Challenge 1: Please change "desert sand" to "sandy ground" in the listing. Begin at the line that has "Where can you spot the mud", stop after the last line of the listing, and return only those lines with nothing else altered.

Text segment:
Sunday, February 28, 2016

African American Church Of Christ Worship Practices (Excerpt From Lamont Ali Francies' 2013 doctoral dissertation)

Edited by Azizi Powell

This is Part I of a three part series on African American Church of Christ (CoC) music traditions.

Part I features an excerpt from Lamont Ali Francies' 2013 University of San Francisco, School of Education's doctoral dissertation entitled "An Exploration of Worship Practices at an African American Church of Christ." This excerpt focuses on church traditions and possibly changing attitudes regarding hand clapping, foot patting, and the display of emotions in African American Church of Christ congregations. This excerpt also addresses attitudes regarding the a cappella singing, praise and worship teams, and song leaders in African American Churches of Christ.

Click for Part II of this series. Part II showcases several YouTube examples of African American Church of Christ a capella singing, song leader, and praise team singing. Selected comments from some of the discussion threads of these videos are also included in that post.

Click for Part III of this series. Part III provides an excerpt from a discussion of beatboxing and handclapping in Church of Christ congregations. That discussion also referenced two videos which are included in this pancocojams post. Part III also showcases two videos of African American Church of Christ praise singing which includes beatboxing. Selected comments about handclapping and beatboxing from those discussion threads are also included in that post.

Additional examples of Church of Christ singing will be showcased in other pancocojams posts. Click the "Church of Christ" tag below for those posts.

The content of this post is presented for historical, sociocultural, and religious purposes.

All copyrights remain with their owners.

Thanks to Lamont Ali Francies for his research on this subject. Also, thanks to all those who are quoted in this post.

Records supplied:
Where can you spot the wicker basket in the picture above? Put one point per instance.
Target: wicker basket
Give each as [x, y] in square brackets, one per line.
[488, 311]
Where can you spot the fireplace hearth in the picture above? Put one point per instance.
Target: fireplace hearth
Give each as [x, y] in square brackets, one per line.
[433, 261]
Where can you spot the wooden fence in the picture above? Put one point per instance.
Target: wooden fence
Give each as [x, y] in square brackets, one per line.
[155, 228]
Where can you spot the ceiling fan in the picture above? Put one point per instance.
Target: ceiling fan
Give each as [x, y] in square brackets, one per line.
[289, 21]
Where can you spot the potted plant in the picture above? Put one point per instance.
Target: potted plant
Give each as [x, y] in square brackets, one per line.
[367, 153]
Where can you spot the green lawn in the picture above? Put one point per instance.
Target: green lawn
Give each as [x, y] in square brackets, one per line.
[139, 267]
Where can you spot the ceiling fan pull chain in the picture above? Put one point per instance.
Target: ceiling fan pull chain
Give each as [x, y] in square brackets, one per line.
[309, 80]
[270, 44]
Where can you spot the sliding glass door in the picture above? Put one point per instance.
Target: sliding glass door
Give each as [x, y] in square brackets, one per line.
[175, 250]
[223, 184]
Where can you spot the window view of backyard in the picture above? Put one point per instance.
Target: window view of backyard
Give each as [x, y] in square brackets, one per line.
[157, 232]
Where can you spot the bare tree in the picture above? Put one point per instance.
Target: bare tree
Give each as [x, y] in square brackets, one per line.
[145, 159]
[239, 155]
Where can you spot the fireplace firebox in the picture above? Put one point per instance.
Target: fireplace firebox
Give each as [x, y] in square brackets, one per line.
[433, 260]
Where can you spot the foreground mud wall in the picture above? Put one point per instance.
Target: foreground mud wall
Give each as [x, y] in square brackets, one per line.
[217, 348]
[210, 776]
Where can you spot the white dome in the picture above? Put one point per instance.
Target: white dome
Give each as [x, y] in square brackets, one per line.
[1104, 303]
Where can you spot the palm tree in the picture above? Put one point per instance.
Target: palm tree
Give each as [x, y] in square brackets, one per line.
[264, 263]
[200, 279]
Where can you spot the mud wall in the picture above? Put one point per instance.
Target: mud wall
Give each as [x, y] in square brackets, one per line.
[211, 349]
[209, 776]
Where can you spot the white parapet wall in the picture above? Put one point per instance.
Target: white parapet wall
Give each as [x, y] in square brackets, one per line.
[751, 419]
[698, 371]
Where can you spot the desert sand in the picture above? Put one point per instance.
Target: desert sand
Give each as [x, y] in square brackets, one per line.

Challenge 2: Transcribe the post on African American Church of Christ worship practices in full, word for word.

Task result 1:
Where can you spot the mud wall in the picture above? Put one point per instance.
Target: mud wall
Give each as [x, y] in square brackets, one per line.
[211, 349]
[209, 776]
Where can you spot the white parapet wall in the picture above? Put one point per instance.
Target: white parapet wall
Give each as [x, y] in square brackets, one per line.
[751, 419]
[698, 371]
Where can you spot the sandy ground in the picture above? Put one point per instance.
Target: sandy ground
Give each as [x, y] in square brackets, one per line.

Task result 2:
Sunday, February 28, 2016

African American Church Of Christ Worship Practices (Excerpt From Lamont Ali Francies' 2013 doctoral dissertation)

Edited by Azizi Powell

This is Part I of a three part series on African American Church of Christ (CoC) music traditions.

Part I features an excerpt from Lamont Ali Francies' 2013 University of San Francisco, School of Education's doctoral dissertation entitled "An Exploration of Worship Practices at an African American Church of Christ." This excerpt focuses on church traditions and possibly changing attitudes regarding hand clapping, foot patting, and the display of emotions in African American Church of Christ congregations. This excerpt also addresses attitudes regarding the a cappella singing, praise and worship teams, and song leaders in African American Churches of Christ.

Click for Part II of this series. Part II showcases several YouTube examples of African American Church of Christ a capella singing, song leader, and praise team singing. Selected comments from some of the discussion threads of these videos are also included in that post.

Click for Part III of this series. Part III provides an excerpt from a discussion of beatboxing and handclapping in Church of Christ congregations. That discussion also referenced two videos which are included in this pancocojams post. Part III also showcases two videos of African American Church of Christ praise singing which includes beatboxing. Selected comments about handclapping and beatboxing from those discussion threads are also included in that post.

Additional examples of Church of Christ singing will be showcased in other pancocojams posts. Click the "Church of Christ" tag below for those posts.

The content of this post is presented for historical, sociocultural, and religious purposes.

All copyrights remain with their owners.

Thanks to Lamont Ali Francies for his research on this subject. Also, thanks to all those who are quoted in this post.